BEGIN Excerpted text

The main feature of the cloud is autoscaling. Since all DOM rendering, heavy JavaScript execution, and graphics processing happen on the provider's side, the load on your local CPU and RAM trends toward zero. You can run 100 or even 500 parallel sessions from a standard laptop. The infrastructure distributes resources itself, spinning up new browser instances for your request. To anti-fraud systems, this looks like hundreds of different users logging in from different devices, even though they are controlled from a single script.

An Important Nuance About the Network Stack

There is a common misconception here: "zero load" means zero load on your server's CPU/RAM—rendering truly happens in the cloud. However, if you pull 500 threads from sites that load images, videos, and ad scripts, your network channel still has to digest the incoming data stream via WSS.

The solution is simple: use page.route() in Playwright (or its equivalent in Puppeteer) to block unnecessary resources directly on the cloud browser side, before the data is transferred to you:

await page.route('**/*.{png,jpg,jpeg,gif,svg,mp4,webp,woff2}', r => r.abort());
await page.route('**/{ads,analytics,tracking}/**', r => r.abort());

This saves both your traffic and channel bandwidth, which is especially critical when working with media-heavy sites like TikTok.

Goodbye, Overheating: Admin Time, Not CPU Cycles

You often hear: "One instance of Chromium eats RAM, the cloud saves your CPU." An engineer will reply: "So what? I have a 64-core server, I don't care about CPU, I care about profit."

The truth lies elsewhere. Shifting rendering to a BaaS saves the system administrator's and developer's time, not just hardware resources. You don't need to administer a farm of 20 servers with X11 and VMs just to stably run 500 browsers, regularly update their profiles, and monitor memory leaks.

Let's Talk Numbers: What About Latency?

Practical measurements (measured via Date.now() around a CDP command):

Operation	Local Chromium	Cloud Browser (US→US)	Cloud Browser (RU→US)

END Excerpted text
BEGIN Entries supplied

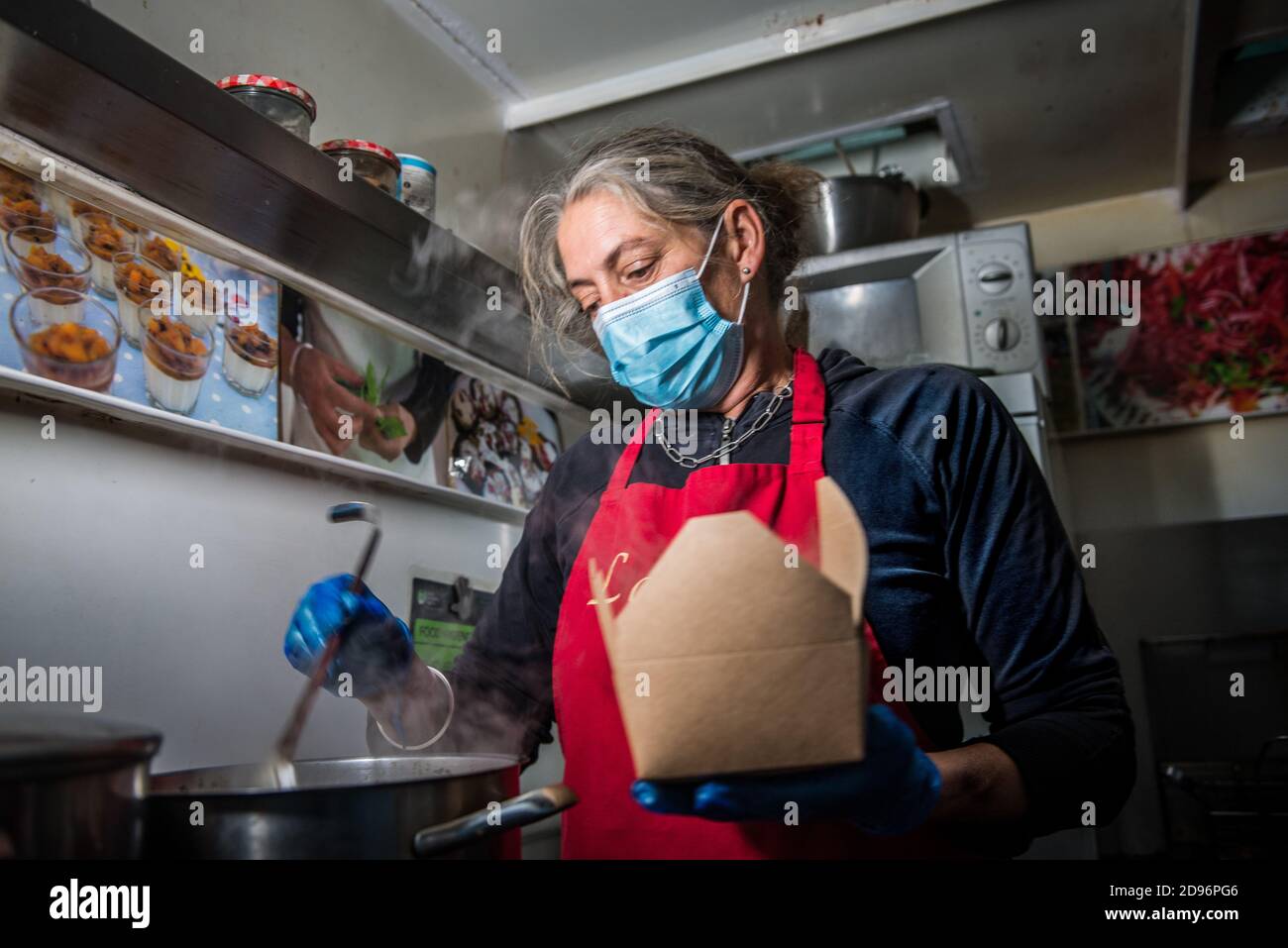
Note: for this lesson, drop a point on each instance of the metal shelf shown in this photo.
(136, 129)
(194, 433)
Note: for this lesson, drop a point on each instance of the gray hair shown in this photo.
(688, 181)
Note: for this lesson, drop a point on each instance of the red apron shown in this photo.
(629, 532)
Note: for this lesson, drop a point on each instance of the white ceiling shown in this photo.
(553, 46)
(1043, 123)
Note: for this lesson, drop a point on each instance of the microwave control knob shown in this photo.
(1001, 334)
(995, 277)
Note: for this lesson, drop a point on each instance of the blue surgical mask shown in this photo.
(669, 346)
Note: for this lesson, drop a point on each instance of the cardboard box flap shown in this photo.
(842, 544)
(726, 583)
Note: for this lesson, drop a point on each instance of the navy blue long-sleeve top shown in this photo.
(969, 566)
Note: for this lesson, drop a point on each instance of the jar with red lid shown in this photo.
(372, 161)
(275, 99)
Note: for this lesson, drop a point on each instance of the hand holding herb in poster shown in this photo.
(393, 423)
(372, 393)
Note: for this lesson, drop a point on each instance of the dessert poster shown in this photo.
(355, 391)
(497, 446)
(89, 320)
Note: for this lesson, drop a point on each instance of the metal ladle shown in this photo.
(282, 771)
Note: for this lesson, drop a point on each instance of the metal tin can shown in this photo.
(373, 162)
(417, 184)
(275, 99)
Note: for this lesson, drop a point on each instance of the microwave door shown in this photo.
(892, 307)
(941, 311)
(876, 321)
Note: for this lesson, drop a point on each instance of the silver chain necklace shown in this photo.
(684, 462)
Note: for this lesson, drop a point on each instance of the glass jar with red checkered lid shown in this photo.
(275, 99)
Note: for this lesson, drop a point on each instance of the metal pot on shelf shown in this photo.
(464, 806)
(72, 786)
(861, 210)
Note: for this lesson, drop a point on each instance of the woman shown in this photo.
(675, 258)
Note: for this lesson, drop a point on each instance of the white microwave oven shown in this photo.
(965, 299)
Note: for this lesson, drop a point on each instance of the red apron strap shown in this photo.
(626, 463)
(809, 399)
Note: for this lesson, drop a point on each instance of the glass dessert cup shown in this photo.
(103, 237)
(16, 214)
(175, 360)
(250, 359)
(68, 338)
(40, 260)
(142, 292)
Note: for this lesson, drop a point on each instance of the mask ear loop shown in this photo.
(746, 287)
(709, 248)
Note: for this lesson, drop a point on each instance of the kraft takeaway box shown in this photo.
(730, 659)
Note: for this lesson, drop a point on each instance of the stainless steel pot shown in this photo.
(862, 210)
(360, 807)
(71, 786)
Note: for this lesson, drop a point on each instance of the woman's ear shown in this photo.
(746, 239)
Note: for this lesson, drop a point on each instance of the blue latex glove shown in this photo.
(377, 648)
(889, 793)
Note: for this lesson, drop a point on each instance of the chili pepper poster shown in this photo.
(1210, 340)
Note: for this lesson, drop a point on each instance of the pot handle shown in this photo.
(510, 814)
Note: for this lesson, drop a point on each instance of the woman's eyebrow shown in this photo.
(610, 261)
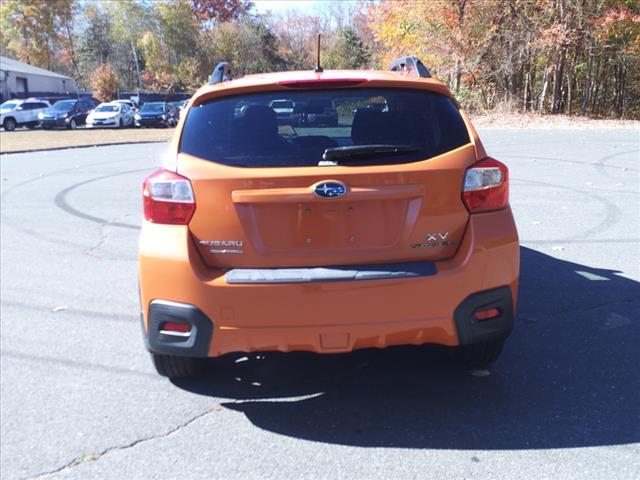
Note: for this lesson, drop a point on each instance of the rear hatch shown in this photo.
(381, 186)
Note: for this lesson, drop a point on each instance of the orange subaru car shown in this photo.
(326, 211)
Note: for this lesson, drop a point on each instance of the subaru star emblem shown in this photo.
(330, 189)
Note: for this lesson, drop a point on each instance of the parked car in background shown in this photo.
(284, 109)
(156, 114)
(111, 114)
(179, 105)
(66, 113)
(16, 113)
(132, 105)
(319, 112)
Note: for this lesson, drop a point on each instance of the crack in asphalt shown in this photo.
(533, 319)
(102, 231)
(93, 457)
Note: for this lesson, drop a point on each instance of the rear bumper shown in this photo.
(57, 122)
(337, 316)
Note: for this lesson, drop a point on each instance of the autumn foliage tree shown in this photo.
(542, 56)
(104, 83)
(546, 56)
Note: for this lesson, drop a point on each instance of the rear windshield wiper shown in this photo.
(353, 152)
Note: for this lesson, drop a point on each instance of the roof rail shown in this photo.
(411, 65)
(222, 73)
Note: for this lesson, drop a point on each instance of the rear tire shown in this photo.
(173, 366)
(478, 355)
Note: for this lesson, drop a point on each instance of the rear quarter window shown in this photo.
(246, 131)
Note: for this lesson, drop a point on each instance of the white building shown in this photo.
(20, 80)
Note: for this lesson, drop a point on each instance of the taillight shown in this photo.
(168, 198)
(486, 186)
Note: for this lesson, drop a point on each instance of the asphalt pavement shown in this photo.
(80, 398)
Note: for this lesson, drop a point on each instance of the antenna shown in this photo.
(318, 68)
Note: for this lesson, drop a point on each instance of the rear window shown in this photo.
(246, 131)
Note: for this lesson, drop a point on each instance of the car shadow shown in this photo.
(568, 377)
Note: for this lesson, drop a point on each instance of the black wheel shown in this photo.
(478, 355)
(9, 124)
(173, 366)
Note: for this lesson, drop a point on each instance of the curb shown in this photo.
(82, 146)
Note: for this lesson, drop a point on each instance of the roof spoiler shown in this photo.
(410, 65)
(222, 73)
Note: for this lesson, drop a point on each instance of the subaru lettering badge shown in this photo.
(330, 189)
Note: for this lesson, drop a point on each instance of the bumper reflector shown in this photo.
(175, 327)
(486, 314)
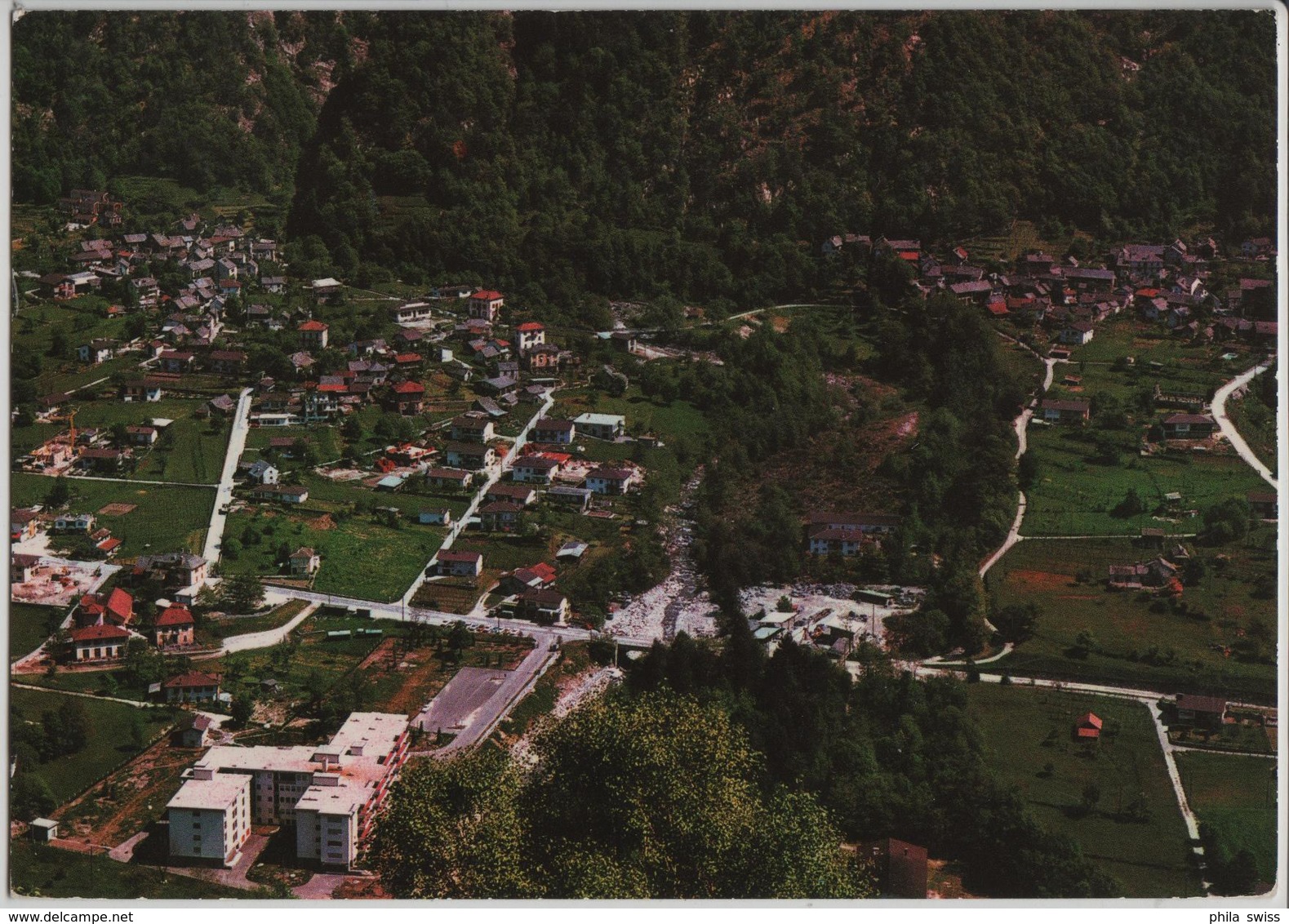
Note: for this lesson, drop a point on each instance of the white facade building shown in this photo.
(211, 816)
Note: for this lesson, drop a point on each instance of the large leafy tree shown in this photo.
(629, 797)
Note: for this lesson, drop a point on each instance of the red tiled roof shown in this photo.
(97, 633)
(193, 678)
(176, 615)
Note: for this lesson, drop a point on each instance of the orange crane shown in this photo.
(70, 416)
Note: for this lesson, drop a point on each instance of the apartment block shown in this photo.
(331, 793)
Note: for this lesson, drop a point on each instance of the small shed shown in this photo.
(1088, 727)
(571, 550)
(44, 828)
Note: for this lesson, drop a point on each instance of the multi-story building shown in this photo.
(211, 816)
(331, 793)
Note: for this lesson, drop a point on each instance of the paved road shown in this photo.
(140, 481)
(224, 492)
(1229, 428)
(269, 637)
(492, 477)
(483, 718)
(400, 611)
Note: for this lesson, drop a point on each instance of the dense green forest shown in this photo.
(703, 153)
(722, 772)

END Entries supplied

#### Tasks for this exercise
1. Please reproduce verbatim everything in the cloud browser excerpt from "The truth lies" down to "What About Latency?".
2. Carry the cloud browser excerpt forward from the point where it stops.

#### Per-task answers
1.
The truth lies elsewhere. Shifting rendering to a BaaS saves the system administrator's and developer's time, not just hardware resources. You don't need to administer a farm of 20 servers with X11 and VMs just to stably run 500 browsers, regularly update their profiles, and monitor memory leaks.

Let's Talk Numbers: What About Latency?

2.
`page.goto()` + DOMContentLoaded	~180 ms	~320 ms	~580 ms
`page.click()` → response	~15 ms	~45 ms	~90 ms
`page.waitForResponse()` XHR	~200 ms	~350 ms	~620 ms

(Measurement: median of 20 runs between 14:00–16:00 UTC, target — public portal with UAM enabled, configuration: country-us, fixed sid)

The honest conclusion: the overhead of a WSS tunnel is a real ~30–100 ms per command depending on geography. For tasks where scrolling speed is paramount (mass data scraping without authorization), this matters. For tasks where the "cleanliness" of bypassing anti-fraud is crucial (login, registration, cart operations), these milliseconds are not critical—you still need human-like delays between actions there anyway.

A separate scenario is Cloudflare Turnstile (a replacement for classic CAPTCHA). Unlike hCaptcha, Turnstile doesn't show the user anything visual: it silently runs a JS challenge in the background and issues a token. For a cloud browser, this means an additional 2–4 seconds on the first page.goto()—Chromium must pass the challenge before serving content. Factor this into your timeouts.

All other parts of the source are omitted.